### EXCERPT PROVIDED

=== Section Start ===

The very vaccines used to prevent a respiratory disease in chickens caused several recent outbreaks of the same disease at farms across Australia, according to a report published today (July 12) in Science. Different weakened versions of a live herpes virus used in the vaccines exchanged portions of their genomes, resulting in virulent, disease-causing strains. This suggests that such in-the-field genetic recombination is more common than previously thought, and has implications for both animal and human health.
“I think that we completely underestimate the role of recombination in [vaccine] viruses,” said veterinary virologist Etienne Thiry of the University of Liège in Belgium, who was not involved in the work. “All RNA and DNA viruses do recombine to different extents,” he said. In fact, recombination, also known as reassortment, was part of the method used by one of the two groups that recently succeeded in making the H5N1 bird flu virus transmissible between ferrets in a laboratory setting.

=== Section End ===

### DATA EXCERPTS
=== Section Start ===

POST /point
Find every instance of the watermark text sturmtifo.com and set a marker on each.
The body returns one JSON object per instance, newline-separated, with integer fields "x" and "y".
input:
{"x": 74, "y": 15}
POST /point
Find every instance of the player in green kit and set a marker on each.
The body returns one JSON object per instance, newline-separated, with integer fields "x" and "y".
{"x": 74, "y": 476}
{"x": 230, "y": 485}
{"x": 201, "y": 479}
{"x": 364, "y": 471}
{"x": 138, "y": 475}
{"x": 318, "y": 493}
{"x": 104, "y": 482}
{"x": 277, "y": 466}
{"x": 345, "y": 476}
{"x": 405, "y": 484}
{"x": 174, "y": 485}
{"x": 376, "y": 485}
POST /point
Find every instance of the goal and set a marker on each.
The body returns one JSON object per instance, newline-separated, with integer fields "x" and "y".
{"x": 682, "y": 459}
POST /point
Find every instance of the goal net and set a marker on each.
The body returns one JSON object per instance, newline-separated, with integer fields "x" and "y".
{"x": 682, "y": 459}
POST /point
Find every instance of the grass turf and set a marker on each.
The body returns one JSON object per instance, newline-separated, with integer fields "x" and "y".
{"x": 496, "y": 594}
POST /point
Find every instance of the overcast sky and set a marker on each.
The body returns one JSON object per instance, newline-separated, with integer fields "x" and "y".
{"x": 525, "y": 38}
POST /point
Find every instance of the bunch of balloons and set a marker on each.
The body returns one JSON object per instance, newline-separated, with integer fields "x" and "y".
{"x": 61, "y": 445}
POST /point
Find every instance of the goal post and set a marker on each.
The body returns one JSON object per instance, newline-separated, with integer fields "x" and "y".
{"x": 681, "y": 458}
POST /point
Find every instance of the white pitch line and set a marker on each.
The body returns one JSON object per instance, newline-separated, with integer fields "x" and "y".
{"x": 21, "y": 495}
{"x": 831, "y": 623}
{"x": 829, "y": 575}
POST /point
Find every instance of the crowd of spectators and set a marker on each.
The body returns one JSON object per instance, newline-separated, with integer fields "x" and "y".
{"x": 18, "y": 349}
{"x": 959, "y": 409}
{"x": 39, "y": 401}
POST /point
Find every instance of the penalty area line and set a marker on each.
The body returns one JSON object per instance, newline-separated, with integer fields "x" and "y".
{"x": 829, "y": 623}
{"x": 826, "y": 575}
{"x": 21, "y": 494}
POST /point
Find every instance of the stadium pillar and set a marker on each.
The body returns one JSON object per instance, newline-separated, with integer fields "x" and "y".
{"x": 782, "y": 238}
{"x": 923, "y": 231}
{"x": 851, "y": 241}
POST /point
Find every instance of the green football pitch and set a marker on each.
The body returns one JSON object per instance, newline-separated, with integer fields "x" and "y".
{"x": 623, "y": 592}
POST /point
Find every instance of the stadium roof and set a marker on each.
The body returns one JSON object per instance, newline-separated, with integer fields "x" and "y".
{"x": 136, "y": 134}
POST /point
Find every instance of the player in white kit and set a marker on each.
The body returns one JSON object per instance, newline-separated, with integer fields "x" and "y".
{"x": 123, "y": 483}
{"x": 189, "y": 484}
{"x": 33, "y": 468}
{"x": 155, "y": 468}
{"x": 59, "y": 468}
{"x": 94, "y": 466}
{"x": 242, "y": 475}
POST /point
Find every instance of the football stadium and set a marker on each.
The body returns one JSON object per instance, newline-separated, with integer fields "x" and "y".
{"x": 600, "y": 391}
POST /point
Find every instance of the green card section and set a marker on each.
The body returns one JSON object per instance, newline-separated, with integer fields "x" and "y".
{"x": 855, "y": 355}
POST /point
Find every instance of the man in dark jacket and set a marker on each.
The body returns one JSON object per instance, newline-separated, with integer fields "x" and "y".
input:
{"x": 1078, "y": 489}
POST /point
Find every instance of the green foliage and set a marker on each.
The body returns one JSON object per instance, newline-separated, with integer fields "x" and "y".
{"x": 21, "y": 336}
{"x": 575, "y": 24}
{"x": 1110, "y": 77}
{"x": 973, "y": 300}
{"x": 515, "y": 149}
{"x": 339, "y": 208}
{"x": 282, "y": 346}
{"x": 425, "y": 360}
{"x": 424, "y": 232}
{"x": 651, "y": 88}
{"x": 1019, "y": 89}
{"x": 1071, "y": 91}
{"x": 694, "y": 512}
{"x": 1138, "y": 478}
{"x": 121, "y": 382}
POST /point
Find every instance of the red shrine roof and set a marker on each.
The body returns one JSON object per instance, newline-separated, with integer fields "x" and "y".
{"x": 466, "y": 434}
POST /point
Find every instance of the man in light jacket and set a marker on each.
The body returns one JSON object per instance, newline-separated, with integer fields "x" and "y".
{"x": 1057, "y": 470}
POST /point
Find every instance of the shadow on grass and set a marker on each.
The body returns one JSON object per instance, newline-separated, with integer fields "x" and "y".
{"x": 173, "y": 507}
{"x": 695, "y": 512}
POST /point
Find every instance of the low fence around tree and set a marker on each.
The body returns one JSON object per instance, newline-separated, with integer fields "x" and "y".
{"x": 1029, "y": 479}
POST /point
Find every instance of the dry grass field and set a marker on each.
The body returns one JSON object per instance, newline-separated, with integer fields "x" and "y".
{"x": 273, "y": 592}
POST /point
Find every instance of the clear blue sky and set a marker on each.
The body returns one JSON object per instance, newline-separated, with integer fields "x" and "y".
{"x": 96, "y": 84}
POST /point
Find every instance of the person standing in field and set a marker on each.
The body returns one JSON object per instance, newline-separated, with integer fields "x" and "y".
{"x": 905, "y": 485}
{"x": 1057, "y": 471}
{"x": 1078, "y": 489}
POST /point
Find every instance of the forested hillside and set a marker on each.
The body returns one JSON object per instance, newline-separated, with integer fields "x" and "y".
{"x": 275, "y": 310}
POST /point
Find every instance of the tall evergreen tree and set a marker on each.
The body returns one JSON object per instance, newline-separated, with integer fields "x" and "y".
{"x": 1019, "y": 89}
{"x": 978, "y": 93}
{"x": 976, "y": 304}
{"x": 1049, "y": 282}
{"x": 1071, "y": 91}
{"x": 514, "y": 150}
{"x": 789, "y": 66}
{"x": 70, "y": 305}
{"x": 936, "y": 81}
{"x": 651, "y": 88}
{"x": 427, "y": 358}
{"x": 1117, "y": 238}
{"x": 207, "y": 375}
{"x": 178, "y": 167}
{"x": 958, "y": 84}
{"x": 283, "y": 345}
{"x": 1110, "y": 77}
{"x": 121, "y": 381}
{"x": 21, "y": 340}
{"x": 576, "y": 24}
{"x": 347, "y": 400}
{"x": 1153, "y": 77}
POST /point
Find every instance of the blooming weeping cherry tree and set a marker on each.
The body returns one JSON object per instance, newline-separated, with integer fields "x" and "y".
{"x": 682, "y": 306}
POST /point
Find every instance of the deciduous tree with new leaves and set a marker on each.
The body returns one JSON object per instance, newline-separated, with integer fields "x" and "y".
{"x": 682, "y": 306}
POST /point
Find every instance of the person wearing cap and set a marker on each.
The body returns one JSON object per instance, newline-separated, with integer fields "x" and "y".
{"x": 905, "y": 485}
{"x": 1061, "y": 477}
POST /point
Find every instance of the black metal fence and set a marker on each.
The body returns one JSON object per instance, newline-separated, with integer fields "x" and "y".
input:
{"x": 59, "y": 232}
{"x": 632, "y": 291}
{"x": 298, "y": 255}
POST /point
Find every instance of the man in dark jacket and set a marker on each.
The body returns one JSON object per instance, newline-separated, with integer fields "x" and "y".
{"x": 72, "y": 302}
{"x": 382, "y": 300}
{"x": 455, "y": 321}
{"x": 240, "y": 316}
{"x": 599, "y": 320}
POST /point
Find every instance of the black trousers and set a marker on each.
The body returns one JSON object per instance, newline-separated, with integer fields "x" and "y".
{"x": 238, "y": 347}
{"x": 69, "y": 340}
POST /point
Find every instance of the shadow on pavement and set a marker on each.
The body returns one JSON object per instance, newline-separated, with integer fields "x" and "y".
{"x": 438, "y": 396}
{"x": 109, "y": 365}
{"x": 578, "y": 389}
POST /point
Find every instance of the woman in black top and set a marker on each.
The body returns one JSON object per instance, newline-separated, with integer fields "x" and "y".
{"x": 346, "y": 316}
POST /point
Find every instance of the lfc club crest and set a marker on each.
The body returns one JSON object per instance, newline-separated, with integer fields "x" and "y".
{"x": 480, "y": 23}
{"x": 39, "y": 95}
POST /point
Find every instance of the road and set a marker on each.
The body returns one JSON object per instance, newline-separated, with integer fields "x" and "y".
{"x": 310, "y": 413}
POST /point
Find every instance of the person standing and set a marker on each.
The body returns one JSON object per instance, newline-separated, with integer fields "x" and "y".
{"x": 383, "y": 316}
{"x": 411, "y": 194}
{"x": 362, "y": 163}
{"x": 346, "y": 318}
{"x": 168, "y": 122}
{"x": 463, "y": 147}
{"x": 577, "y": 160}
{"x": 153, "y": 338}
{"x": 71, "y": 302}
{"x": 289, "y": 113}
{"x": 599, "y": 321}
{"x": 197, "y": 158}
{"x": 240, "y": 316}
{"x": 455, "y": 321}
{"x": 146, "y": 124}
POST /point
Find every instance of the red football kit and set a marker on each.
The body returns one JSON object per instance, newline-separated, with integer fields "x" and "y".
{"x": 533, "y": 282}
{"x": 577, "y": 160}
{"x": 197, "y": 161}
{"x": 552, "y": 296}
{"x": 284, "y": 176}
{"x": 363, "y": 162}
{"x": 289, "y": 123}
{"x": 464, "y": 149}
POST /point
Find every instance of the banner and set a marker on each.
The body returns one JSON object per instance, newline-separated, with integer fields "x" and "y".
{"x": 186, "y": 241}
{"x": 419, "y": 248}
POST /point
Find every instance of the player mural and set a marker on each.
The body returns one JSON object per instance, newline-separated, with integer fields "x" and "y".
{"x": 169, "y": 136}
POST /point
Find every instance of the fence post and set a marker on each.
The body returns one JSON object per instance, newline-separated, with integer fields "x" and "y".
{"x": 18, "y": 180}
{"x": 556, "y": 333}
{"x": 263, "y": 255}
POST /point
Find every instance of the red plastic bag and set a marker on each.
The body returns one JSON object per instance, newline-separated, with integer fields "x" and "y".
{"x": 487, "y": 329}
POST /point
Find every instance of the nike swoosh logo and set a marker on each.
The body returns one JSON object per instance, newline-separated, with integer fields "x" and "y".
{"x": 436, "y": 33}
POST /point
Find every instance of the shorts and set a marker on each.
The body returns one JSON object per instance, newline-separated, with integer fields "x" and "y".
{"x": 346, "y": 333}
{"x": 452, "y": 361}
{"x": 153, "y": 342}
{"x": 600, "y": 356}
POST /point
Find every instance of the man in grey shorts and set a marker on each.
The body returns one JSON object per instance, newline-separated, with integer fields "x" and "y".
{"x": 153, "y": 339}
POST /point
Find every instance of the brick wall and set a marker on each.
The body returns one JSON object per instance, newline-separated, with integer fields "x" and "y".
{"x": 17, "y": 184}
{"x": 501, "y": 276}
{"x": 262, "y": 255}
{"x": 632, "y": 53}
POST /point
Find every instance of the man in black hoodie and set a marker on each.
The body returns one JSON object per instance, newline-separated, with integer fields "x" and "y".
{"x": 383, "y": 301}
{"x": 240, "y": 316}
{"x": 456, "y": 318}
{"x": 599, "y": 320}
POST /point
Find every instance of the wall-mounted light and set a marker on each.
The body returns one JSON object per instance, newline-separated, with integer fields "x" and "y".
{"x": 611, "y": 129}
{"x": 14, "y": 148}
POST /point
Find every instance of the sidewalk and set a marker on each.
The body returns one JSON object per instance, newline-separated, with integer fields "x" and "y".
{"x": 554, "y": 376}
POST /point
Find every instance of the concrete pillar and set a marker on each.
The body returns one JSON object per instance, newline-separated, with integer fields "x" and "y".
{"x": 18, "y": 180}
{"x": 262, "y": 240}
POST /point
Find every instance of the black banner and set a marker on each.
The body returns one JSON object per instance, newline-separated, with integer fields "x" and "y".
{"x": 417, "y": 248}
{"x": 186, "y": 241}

=== Section End ===

### INSTRUCTIONS FOR THE TASK
List every person, institution and journal named in the excerpt about vaccine-caused outbreaks in chickens. The rows above have no connection to the excerpt about vaccine-caused outbreaks in chickens.

### RESULT
- Science (journal)
- Etienne Thiry (person)
- University of Liège (institution)